Source material:
○ ○ ○

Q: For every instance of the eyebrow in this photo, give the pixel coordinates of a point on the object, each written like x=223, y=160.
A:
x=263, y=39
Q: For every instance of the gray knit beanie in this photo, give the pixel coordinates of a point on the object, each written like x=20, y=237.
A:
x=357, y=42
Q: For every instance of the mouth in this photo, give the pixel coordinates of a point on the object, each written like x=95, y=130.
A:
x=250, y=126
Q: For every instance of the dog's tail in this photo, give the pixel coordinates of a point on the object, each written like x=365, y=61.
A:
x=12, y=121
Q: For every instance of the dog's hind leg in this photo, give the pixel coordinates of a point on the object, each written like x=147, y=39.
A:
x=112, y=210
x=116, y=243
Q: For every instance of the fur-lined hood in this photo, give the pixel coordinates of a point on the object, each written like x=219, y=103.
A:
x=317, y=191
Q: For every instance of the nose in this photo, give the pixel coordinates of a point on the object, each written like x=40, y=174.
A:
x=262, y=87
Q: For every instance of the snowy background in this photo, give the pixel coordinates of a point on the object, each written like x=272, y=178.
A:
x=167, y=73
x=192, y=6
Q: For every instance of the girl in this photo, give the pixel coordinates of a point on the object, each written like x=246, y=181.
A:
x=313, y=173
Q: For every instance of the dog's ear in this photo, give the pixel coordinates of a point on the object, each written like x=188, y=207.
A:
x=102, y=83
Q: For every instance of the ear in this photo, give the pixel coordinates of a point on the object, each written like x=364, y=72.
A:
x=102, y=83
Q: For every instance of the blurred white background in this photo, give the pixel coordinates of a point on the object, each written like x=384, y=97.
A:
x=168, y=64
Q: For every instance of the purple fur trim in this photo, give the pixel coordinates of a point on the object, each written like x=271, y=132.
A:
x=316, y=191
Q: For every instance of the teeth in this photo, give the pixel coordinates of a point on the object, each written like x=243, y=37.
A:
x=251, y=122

○ ○ ○

Task goal: Each line holding the word "background" must be copied from the data.

Result of the task:
Q: For every instance of the snowy background in this photo, give the pixel coordinates of a point on the object, each written like x=272, y=178.
Q: For every instance of the blurred white background in this photo, give the pixel coordinates of a point on the object, each written like x=384, y=97.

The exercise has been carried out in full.